■ Requirements
Reproduce the material below word for word, omitting the pictures.

───── Data for processing ─────

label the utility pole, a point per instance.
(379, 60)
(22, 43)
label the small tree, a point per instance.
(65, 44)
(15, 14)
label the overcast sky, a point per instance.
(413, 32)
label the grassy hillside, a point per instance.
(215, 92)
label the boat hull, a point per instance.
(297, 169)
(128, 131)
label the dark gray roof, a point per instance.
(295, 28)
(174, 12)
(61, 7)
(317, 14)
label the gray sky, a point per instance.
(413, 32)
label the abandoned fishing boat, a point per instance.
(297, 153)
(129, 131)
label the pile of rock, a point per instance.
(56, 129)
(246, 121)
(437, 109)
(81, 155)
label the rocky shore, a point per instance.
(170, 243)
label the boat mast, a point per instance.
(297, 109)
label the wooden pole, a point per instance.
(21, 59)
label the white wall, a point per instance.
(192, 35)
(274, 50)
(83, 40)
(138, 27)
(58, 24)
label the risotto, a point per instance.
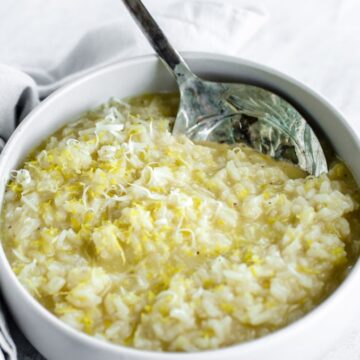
(152, 241)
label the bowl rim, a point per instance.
(314, 315)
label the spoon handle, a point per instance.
(158, 40)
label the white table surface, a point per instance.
(314, 41)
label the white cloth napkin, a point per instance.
(47, 43)
(50, 42)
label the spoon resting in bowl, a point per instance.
(232, 113)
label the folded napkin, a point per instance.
(41, 50)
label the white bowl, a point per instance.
(306, 339)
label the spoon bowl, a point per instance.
(232, 113)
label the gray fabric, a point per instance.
(316, 42)
(44, 44)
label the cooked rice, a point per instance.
(144, 239)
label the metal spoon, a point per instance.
(231, 113)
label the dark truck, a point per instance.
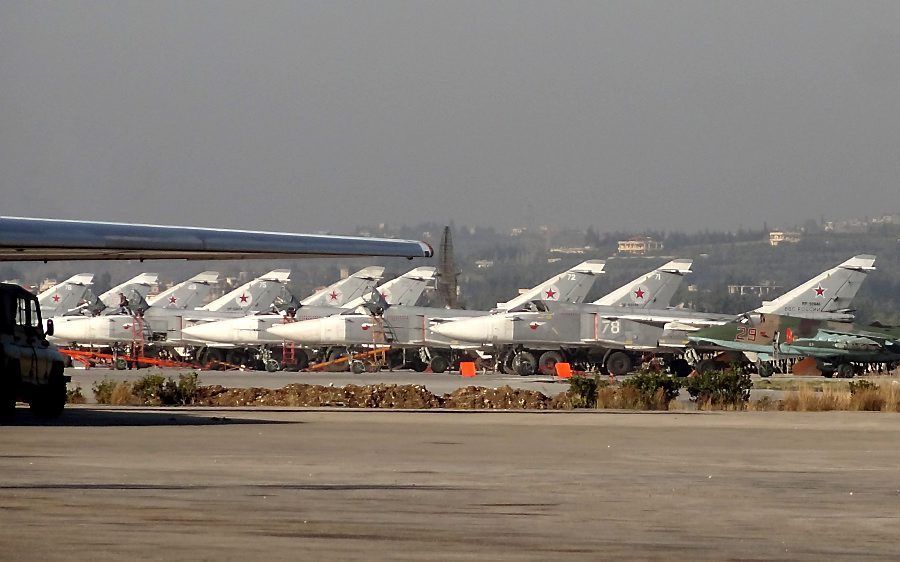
(31, 368)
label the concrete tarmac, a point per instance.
(124, 483)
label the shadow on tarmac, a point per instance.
(103, 417)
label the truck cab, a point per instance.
(31, 368)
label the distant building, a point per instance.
(639, 245)
(776, 237)
(573, 251)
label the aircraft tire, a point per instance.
(619, 363)
(334, 354)
(547, 362)
(439, 364)
(524, 364)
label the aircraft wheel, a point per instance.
(503, 362)
(619, 363)
(845, 371)
(333, 355)
(705, 366)
(524, 364)
(547, 362)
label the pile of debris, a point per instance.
(379, 396)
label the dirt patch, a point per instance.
(379, 396)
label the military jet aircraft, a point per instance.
(38, 239)
(544, 329)
(835, 345)
(123, 326)
(617, 338)
(410, 327)
(67, 297)
(251, 331)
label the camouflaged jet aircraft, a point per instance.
(834, 345)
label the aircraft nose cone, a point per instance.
(474, 330)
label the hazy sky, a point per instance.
(325, 115)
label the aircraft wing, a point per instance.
(35, 239)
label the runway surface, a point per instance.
(123, 483)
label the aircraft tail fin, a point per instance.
(66, 296)
(830, 291)
(570, 286)
(404, 290)
(346, 290)
(258, 294)
(651, 290)
(187, 294)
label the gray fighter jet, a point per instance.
(252, 331)
(377, 323)
(541, 334)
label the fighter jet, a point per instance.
(410, 327)
(542, 328)
(123, 326)
(252, 331)
(616, 338)
(67, 297)
(834, 345)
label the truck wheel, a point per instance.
(439, 364)
(547, 362)
(618, 363)
(524, 364)
(49, 400)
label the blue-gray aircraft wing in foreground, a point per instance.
(39, 239)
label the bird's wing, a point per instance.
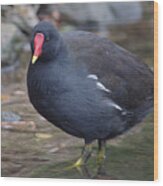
(116, 68)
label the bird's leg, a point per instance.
(101, 156)
(86, 153)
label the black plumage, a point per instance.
(87, 85)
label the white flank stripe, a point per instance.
(115, 105)
(102, 87)
(92, 76)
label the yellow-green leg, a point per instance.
(101, 156)
(86, 153)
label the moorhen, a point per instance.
(87, 85)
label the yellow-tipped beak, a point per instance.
(34, 59)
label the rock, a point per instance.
(9, 117)
(22, 126)
(23, 16)
(12, 41)
(100, 15)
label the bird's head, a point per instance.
(45, 42)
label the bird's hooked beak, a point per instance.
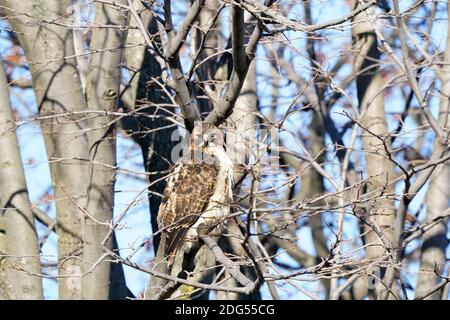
(204, 144)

─────

■ Worked answer
label the utility pole, a point per instance.
(379, 60)
(22, 43)
label the small tree, a point per instance.
(65, 44)
(15, 14)
label the overcast sky, a point per instance.
(413, 32)
label the grassy hillside, a point per instance.
(215, 92)
label the boat hull, a point per instance.
(297, 169)
(128, 131)
label the dark gray roof, a point per instance.
(295, 28)
(174, 12)
(61, 7)
(317, 14)
label the gray sky, a point per instance.
(413, 32)
label the abandoned fishing boat, a point per instance.
(297, 153)
(129, 131)
label the pile of rock, a point per instance.
(56, 129)
(246, 121)
(437, 109)
(81, 155)
label the rocky shore, a point per instance.
(170, 243)
label the boat mast, a point per instance.
(297, 109)
label the wooden pole, a point per instance.
(21, 59)
label the white wall, a point per instance.
(192, 35)
(274, 50)
(83, 40)
(138, 27)
(58, 24)
label the risotto, a point per instance.
(152, 241)
label the bowl rim, a point per instance.
(314, 315)
label the spoon handle, a point per instance.
(158, 40)
label the white table surface, a point per instance.
(314, 41)
label the white cloth napkin, a point per instance.
(47, 43)
(50, 42)
label the spoon resting in bowl, a point per instance.
(232, 113)
label the folded napkin, a point per instance.
(41, 50)
label the white bowl, a point per instance.
(306, 339)
label the spoon bowl, a point per instance.
(232, 113)
label the gray fabric, a point per instance.
(316, 42)
(44, 44)
label the cooked rice, a point per instance.
(144, 239)
label the metal spoon, a point per instance.
(231, 113)
label the dark truck, a point per instance.
(31, 368)
label the concrete tarmac, a point per instance.
(124, 483)
label the shadow on tarmac, a point per instance.
(103, 417)
label the truck cab, a point per instance.
(31, 368)
label the distant building, a point per instance.
(639, 245)
(776, 237)
(573, 251)
label the aircraft tire, a point per instance.
(619, 363)
(334, 354)
(547, 362)
(439, 364)
(524, 364)
label the aircraft wheel, a point per instance.
(503, 362)
(619, 363)
(845, 371)
(333, 355)
(705, 366)
(524, 364)
(547, 362)
label the pile of debris, a point per instance.
(379, 396)
label the dirt patch, a point per instance.
(379, 396)
label the military jet aircraft, a point per instance.
(38, 239)
(544, 329)
(835, 345)
(123, 326)
(617, 338)
(410, 327)
(67, 297)
(251, 331)
label the camouflaged jet aircraft, a point per instance.
(834, 345)
label the aircraft nose cone, a point per instance.
(474, 330)
label the hazy sky, a point per instance.
(325, 115)
label the aircraft wing, a point per instance.
(35, 239)
label the runway surface, a point per instance.
(123, 483)
label the aircraft tail fin, a point per instance.
(66, 296)
(830, 291)
(570, 286)
(404, 290)
(346, 290)
(258, 294)
(651, 290)
(187, 294)
label the gray fighter jet, a point per instance.
(252, 331)
(377, 323)
(541, 334)
label the fighter jet, a point per instance.
(410, 327)
(542, 328)
(123, 326)
(252, 331)
(616, 338)
(67, 297)
(834, 345)
label the truck wheel, a point per instance.
(439, 364)
(547, 362)
(618, 363)
(524, 364)
(49, 400)
label the blue-gray aircraft wing in foreground, a point per instance.
(39, 239)
label the bird's wing, a point per instance.
(116, 68)
label the bird's leg, a point per instance.
(101, 156)
(86, 153)
label the black plumage, a point per instance.
(87, 85)
label the white flank stripe, a point per instance.
(115, 105)
(102, 87)
(92, 76)
label the yellow-green leg, a point per instance.
(101, 156)
(86, 153)
label the moorhen, a point per instance.
(87, 85)
label the yellow-tipped beak, a point per instance.
(34, 59)
label the rock, a point per instance.
(9, 117)
(22, 126)
(23, 16)
(12, 41)
(100, 15)
label the bird's head, a point per instance.
(45, 42)
label the bird's hooked beak, a point per instance.
(204, 144)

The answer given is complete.